> _SET TASK_
Put this sentence from the programming problem about four values summing to zero into Spanish: "In the following, we assume that all lists have the same size n."
— START OF DOCUMENT SEGMENT —
CSU-ACM2017暑假集训2-二分搜索 C - 4 Values whose Sum is 0

C - 4 Values whose Sum is 0

The SUM problem can be formulated as follows: given four lists A, B, C, D of integer values, compute how many quadruplet (a, b, c, d ) ∈ A x B x C x D are such that a + b + c + d = 0 . In the following, we assume that all lists have the same size n .

Input

The first line of the input file contains the size of the lists n (this value can be as large as 4000). We then have n lines containing four integer values (with absolute value as large as 2 28 ) that belong respectively to A, B, C and D .

Output

For each input file, your program has to write the number quadruplets whose sum is zero.

Sample Input

6
-45 22 42 -16
-41 -27 56 30
-36 53 -37 77
-36 30 -75 -46
26 -38 -10 62
-32 -54 -6 45

Sample Output

5

Hint

Sample Explanation: Indeed, the sum of the five following quadruplets is zero: (-45, -27, 42, 30), (26, 30, -10, -46), (-32, 22, 56, -46),(-32, 30, -75, 77), (-32, -54, 56, 30).

有四个vector，每个vector的元素至多4000，挨个枚举复杂度O(n^4)，肯定超时。所以vc、vd 相加得到 vSum2，再遍历 va、vb，当总和为零的quadruplet存在时，有以下关系：

∃x,y∈[0,n),i∈[0,vSum2.size()), 0−va[x]−vb[y]=vSum2[i]

因此可以用 quantitiy=upper_bound()−lower_bound() 在 vSum2 中统计数值为 −va[x]−vb[y] 的元素的个数（不存在时，quantity 自然为零）。

#include <iostream>
#include <stdio.h>
#include <algorithm>
#include <vector>
#include <map>
using namespace std;
int main(){

int n;
while(cin >> n){
vector<int> va, vb, vc, vd, vSum1, vSum2;
map<int,int> myMap;
int ta, tc, tb, td;
for(int i = 0; i < n; i++){
scanf("%d%d%d%d", &ta, &tb, &tc, &td);
va.push_back(ta), vb.push_back(tb), vc.push_back(tc), vd.push_back(td);
}
for(int i = 0; i < n; i++){
for(int j = 0; j < n; j++){
vSum2.push_back(vc[j] + vd[i]);
}
}
sort(vSum2.begin(), vSum2.end());
int quantity = 0;
for(int i = 0; i < n; i++)
for(int j = 0; j < n; j++){
quantity += upper_bound(vSum2.begin(), vSum2.end(), -va[i] - vb[j]) - lower_bound(vSum2.begin(), vSum2.end(), -va[i] - vb[j]);
}
cout << quantity << endl;
}

return 0;
}
— END OF DOCUMENT SEGMENT —
— START OF EXTRACTED ENTRIES —
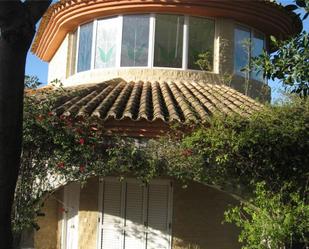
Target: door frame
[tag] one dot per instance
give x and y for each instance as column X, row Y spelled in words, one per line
column 156, row 181
column 68, row 190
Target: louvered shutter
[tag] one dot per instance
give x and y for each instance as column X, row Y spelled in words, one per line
column 134, row 237
column 112, row 222
column 158, row 232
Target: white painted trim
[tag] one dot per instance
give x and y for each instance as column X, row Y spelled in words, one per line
column 145, row 201
column 77, row 50
column 152, row 30
column 94, row 43
column 185, row 43
column 119, row 41
column 100, row 211
column 70, row 191
column 216, row 61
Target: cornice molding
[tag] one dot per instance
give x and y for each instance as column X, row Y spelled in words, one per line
column 67, row 15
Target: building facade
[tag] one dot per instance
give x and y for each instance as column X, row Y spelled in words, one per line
column 143, row 65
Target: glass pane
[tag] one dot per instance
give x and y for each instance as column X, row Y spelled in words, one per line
column 135, row 41
column 106, row 43
column 241, row 50
column 257, row 49
column 84, row 47
column 168, row 41
column 201, row 43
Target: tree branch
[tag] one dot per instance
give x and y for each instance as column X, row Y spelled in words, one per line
column 37, row 8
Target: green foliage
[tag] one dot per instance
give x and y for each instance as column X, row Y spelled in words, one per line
column 291, row 62
column 233, row 152
column 204, row 61
column 272, row 220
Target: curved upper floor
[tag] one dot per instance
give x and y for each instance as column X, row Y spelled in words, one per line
column 93, row 41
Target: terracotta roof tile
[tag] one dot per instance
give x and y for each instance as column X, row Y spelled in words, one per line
column 182, row 101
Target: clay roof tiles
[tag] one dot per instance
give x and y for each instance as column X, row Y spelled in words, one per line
column 170, row 102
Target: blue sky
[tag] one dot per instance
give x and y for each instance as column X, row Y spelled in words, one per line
column 37, row 67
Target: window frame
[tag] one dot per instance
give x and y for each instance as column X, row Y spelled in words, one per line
column 252, row 32
column 151, row 45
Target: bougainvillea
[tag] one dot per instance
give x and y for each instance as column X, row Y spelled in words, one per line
column 232, row 152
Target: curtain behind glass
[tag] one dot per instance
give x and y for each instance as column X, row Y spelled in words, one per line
column 256, row 50
column 201, row 42
column 106, row 43
column 84, row 47
column 242, row 49
column 135, row 41
column 168, row 41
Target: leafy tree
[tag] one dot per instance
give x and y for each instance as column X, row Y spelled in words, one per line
column 17, row 29
column 272, row 220
column 291, row 62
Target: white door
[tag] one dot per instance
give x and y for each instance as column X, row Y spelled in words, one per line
column 135, row 216
column 70, row 219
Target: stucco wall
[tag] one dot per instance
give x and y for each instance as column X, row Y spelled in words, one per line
column 47, row 236
column 57, row 68
column 88, row 215
column 197, row 219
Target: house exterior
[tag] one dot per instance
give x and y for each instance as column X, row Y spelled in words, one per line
column 143, row 65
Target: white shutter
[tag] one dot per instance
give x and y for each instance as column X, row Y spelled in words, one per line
column 134, row 237
column 158, row 234
column 135, row 216
column 112, row 222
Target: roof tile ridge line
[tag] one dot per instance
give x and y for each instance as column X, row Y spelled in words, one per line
column 119, row 105
column 161, row 112
column 242, row 109
column 91, row 105
column 187, row 116
column 170, row 103
column 70, row 99
column 107, row 102
column 197, row 106
column 79, row 104
column 143, row 110
column 208, row 106
column 243, row 96
column 238, row 97
column 133, row 101
column 218, row 104
column 217, row 92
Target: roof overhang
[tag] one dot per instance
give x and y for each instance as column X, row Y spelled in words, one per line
column 66, row 15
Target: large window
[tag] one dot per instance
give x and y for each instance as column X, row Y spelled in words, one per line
column 135, row 41
column 145, row 40
column 84, row 47
column 201, row 43
column 106, row 43
column 168, row 41
column 247, row 45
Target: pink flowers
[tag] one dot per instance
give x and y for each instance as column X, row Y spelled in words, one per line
column 60, row 165
column 82, row 168
column 81, row 141
column 187, row 152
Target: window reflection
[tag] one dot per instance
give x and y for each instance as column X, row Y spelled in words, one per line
column 201, row 43
column 84, row 48
column 168, row 41
column 135, row 41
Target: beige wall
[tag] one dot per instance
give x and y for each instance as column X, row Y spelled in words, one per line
column 60, row 67
column 197, row 219
column 57, row 68
column 88, row 215
column 47, row 236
— END OF EXTRACTED ENTRIES —
> _PROBLEM SOLUTION_
En lo que sigue, suponemos que todas las listas tienen el mismo tamaño n.